Dataset items:
──────────────────────────────
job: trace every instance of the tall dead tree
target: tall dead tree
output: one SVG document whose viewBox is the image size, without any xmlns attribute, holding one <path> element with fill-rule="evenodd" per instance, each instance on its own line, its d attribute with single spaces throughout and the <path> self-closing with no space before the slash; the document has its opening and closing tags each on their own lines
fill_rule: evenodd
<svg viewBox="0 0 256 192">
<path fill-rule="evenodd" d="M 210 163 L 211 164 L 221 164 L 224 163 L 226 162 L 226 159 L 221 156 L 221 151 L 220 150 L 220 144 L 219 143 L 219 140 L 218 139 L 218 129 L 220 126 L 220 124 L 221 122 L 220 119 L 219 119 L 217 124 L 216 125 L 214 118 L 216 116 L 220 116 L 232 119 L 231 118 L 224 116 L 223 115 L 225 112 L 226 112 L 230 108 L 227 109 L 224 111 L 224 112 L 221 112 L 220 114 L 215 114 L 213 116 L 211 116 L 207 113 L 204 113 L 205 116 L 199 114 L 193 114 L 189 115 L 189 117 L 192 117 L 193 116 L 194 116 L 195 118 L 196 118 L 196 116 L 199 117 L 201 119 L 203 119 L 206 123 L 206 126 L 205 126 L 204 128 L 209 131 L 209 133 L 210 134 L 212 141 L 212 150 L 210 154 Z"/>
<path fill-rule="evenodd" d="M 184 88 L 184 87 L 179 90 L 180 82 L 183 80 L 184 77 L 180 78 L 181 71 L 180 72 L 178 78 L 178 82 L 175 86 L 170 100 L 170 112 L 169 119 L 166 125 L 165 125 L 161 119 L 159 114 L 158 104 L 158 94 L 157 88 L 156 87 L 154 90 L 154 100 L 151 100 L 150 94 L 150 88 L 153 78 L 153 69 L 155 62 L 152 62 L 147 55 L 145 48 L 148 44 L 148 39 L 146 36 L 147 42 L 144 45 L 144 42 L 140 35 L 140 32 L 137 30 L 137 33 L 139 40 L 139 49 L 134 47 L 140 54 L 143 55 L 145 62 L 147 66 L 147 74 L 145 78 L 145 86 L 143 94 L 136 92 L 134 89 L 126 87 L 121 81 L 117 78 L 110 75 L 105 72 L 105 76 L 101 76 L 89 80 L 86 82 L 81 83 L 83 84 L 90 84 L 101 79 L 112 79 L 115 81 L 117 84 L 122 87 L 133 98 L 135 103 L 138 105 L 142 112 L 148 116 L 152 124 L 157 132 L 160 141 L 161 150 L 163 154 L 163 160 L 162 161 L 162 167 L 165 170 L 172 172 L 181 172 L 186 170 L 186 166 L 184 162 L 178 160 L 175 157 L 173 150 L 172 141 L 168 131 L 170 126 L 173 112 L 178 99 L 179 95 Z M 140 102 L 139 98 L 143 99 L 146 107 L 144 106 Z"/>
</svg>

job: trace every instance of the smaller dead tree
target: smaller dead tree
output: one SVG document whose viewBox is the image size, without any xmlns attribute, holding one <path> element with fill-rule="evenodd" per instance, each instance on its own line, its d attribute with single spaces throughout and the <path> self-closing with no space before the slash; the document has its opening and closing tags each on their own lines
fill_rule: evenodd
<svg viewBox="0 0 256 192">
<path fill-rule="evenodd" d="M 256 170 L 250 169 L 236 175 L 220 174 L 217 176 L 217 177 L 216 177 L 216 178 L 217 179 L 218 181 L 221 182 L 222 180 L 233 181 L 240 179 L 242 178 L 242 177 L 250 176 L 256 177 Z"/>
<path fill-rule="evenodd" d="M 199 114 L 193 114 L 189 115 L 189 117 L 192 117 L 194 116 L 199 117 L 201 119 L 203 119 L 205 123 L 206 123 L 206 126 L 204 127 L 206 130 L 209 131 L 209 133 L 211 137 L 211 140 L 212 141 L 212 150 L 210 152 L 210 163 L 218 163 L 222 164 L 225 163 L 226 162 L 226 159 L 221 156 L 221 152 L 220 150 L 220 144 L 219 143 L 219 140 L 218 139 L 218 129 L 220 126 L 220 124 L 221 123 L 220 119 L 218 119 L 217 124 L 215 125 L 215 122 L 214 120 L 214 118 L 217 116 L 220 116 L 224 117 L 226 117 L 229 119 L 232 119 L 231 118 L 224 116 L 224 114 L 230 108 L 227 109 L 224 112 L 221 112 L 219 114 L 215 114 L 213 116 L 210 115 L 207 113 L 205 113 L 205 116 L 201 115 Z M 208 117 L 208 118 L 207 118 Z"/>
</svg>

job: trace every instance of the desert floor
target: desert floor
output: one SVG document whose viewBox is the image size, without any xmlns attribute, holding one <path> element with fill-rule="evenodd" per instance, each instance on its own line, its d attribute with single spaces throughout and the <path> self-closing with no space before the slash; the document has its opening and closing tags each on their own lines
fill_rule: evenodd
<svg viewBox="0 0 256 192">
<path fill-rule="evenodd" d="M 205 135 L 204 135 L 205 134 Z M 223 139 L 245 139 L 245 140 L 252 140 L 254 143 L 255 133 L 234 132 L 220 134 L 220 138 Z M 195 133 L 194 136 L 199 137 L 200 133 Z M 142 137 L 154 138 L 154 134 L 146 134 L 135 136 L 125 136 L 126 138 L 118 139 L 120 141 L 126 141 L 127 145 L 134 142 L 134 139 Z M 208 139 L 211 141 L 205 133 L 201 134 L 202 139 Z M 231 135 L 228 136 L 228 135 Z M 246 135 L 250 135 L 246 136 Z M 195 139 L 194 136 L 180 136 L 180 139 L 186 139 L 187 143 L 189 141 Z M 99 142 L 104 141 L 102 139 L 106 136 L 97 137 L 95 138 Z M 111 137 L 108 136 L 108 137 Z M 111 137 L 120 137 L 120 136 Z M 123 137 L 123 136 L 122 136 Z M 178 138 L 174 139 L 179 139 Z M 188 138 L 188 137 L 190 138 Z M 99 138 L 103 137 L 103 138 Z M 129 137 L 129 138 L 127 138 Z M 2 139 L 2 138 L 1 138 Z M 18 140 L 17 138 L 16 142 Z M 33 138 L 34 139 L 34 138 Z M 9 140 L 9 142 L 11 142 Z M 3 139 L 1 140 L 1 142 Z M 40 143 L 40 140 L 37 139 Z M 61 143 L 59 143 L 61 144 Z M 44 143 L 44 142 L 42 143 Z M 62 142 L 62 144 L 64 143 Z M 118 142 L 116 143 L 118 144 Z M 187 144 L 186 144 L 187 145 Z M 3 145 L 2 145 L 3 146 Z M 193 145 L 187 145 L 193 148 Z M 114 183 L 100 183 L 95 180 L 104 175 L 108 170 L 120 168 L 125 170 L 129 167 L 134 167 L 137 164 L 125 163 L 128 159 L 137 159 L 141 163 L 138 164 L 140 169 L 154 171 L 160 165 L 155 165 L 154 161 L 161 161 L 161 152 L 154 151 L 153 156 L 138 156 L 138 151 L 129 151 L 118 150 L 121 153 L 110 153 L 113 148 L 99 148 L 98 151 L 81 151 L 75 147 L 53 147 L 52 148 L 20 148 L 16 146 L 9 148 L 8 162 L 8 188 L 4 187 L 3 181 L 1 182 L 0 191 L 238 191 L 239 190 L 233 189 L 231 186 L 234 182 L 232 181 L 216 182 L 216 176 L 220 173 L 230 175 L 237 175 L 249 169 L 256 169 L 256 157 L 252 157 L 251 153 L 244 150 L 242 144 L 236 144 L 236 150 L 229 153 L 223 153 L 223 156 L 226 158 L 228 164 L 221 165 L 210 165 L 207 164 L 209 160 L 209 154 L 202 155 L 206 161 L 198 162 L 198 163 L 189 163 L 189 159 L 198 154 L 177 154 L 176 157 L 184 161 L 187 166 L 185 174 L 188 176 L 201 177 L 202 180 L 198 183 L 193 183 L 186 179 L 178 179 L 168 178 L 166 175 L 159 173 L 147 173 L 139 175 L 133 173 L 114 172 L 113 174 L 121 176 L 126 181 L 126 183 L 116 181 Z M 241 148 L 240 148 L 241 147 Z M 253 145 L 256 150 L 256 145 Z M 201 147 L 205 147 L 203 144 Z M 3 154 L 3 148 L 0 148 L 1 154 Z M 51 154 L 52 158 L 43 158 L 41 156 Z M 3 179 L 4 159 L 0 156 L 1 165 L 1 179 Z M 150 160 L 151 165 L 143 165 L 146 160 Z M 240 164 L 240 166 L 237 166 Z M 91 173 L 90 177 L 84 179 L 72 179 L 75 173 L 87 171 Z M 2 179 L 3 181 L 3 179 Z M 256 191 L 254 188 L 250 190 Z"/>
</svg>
──────────────────────────────
• **TASK DIRECTIONS**: Format the lines above as a numbered list, starting at the first line and ending at the line containing "210 163 L 211", with blank lines omitted.

• **RESULT OF THIS TASK**:
1. job: trace every instance of the tall dead tree
2. target: tall dead tree
3. output: one SVG document whose viewBox is the image size, without any xmlns attribute, holding one <path> element with fill-rule="evenodd" per instance, each instance on its own line, its d attribute with single spaces throughout and the <path> self-closing with no space before the slash; the document has its opening and closing tags each on their own lines
4. fill_rule: evenodd
5. <svg viewBox="0 0 256 192">
6. <path fill-rule="evenodd" d="M 210 163 L 211 164 L 221 164 L 224 163 L 226 162 L 226 159 L 221 156 L 221 151 L 220 150 L 220 144 L 219 143 L 219 140 L 218 139 L 218 129 L 220 126 L 220 124 L 221 122 L 220 119 L 219 119 L 217 124 L 216 125 L 214 118 L 216 116 L 220 116 L 232 119 L 231 118 L 224 116 L 223 115 L 225 112 L 226 112 L 230 108 L 227 109 L 224 111 L 224 112 L 221 112 L 220 114 L 215 114 L 213 116 L 211 116 L 207 113 L 204 113 L 205 116 L 199 114 L 193 114 L 189 115 L 189 117 L 192 117 L 193 116 L 194 116 L 195 118 L 196 118 L 196 116 L 199 117 L 201 119 L 203 119 L 206 123 L 206 126 L 205 126 L 204 128 L 209 131 L 209 133 L 210 134 L 212 141 L 212 150 L 210 154 Z"/>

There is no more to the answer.